- Exercise directions
The answer must consist solely of the lines from the line with "Locate the blue" to the final line of the data below, reproduced exactly, pictures omitted.

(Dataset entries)
Segment Open

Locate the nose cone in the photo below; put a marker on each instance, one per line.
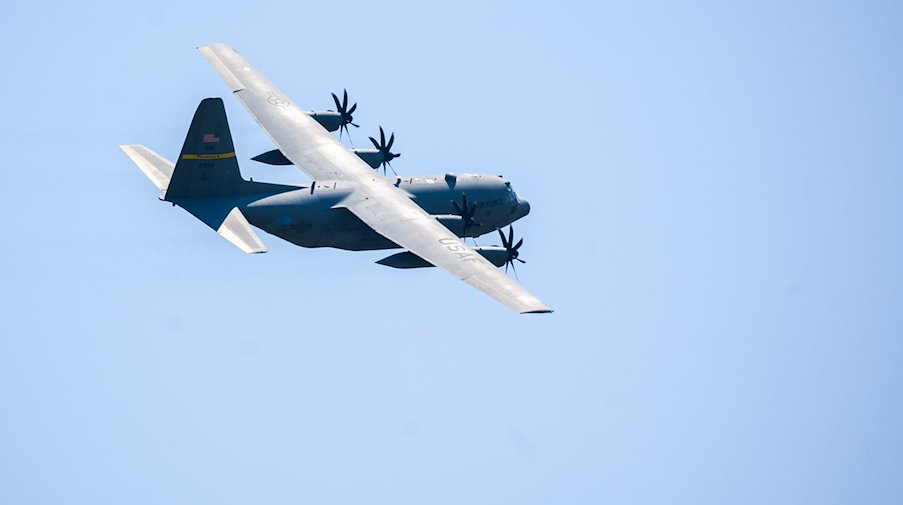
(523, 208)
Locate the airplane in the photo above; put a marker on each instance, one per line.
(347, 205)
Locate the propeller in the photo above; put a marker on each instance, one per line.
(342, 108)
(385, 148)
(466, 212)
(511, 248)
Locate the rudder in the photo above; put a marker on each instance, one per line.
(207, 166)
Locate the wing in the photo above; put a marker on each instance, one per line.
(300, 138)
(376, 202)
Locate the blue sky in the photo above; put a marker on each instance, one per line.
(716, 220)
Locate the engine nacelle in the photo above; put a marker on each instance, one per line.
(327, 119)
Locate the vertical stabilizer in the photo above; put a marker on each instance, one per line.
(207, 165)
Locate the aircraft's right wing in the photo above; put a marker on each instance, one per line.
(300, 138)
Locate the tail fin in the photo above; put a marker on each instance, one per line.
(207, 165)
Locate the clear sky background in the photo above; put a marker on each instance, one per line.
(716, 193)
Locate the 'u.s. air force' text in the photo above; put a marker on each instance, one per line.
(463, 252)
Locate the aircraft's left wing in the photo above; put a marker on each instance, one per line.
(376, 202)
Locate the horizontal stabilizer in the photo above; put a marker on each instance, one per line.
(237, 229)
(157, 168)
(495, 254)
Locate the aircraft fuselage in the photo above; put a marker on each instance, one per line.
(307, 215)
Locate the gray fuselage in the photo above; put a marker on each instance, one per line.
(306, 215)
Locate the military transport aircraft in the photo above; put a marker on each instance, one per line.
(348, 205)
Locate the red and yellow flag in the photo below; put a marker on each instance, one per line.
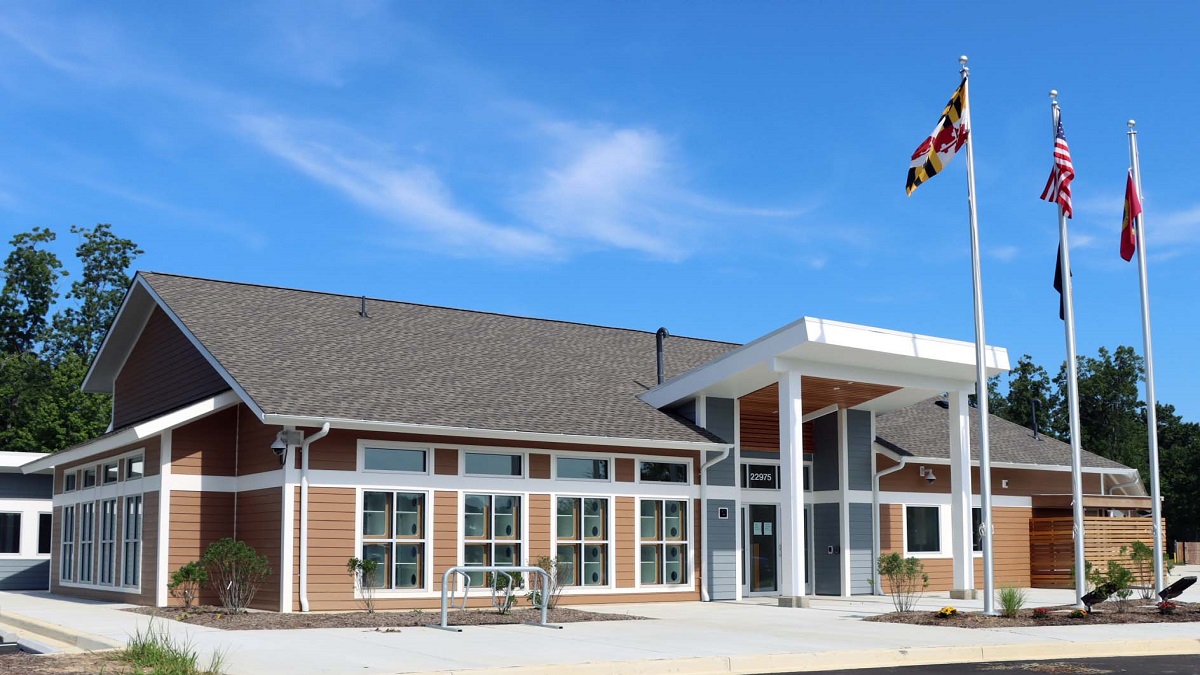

Segment Closed

- Solution for this exercise
Locate the blue sky in the photo above; put a marker on each instance, one per line.
(716, 220)
Locate the engine nacelle in the photo above; put a marker on each instance, one per line.
(327, 119)
Locate the vertical stabilizer in the photo above; put a marker on each instance, one per line.
(207, 165)
Locate the aircraft's right wing in the photo above; put a marker on each instance, one per line.
(300, 138)
Locate the tail fin in the photo above; put a marker on each instance, one per line.
(207, 165)
Locate the clear sky background in the photo above; put a marker on each instance, one per line.
(716, 193)
Locate the 'u.s. air force' text in the photo above; put a marker on each instance, one per line.
(463, 252)
Locate the aircraft's left wing in the photo above; put a marker on each instance, one per line.
(376, 202)
Locate the horizontal stabilizer in the photo above; put a marker on each instance, one per line.
(237, 229)
(157, 168)
(495, 254)
Locate the aircraft fuselage in the photo above; put a marker on each instance, one per line.
(307, 215)
Locate the gray fuselage in the photo above; put a marker on each instance, one per line.
(306, 215)
Locate the military transport aircraft in the photo above; put a marker on each instance, one per line.
(348, 205)
Locate the red and yellow flag in the photo below; put a marker on each instance, one per line.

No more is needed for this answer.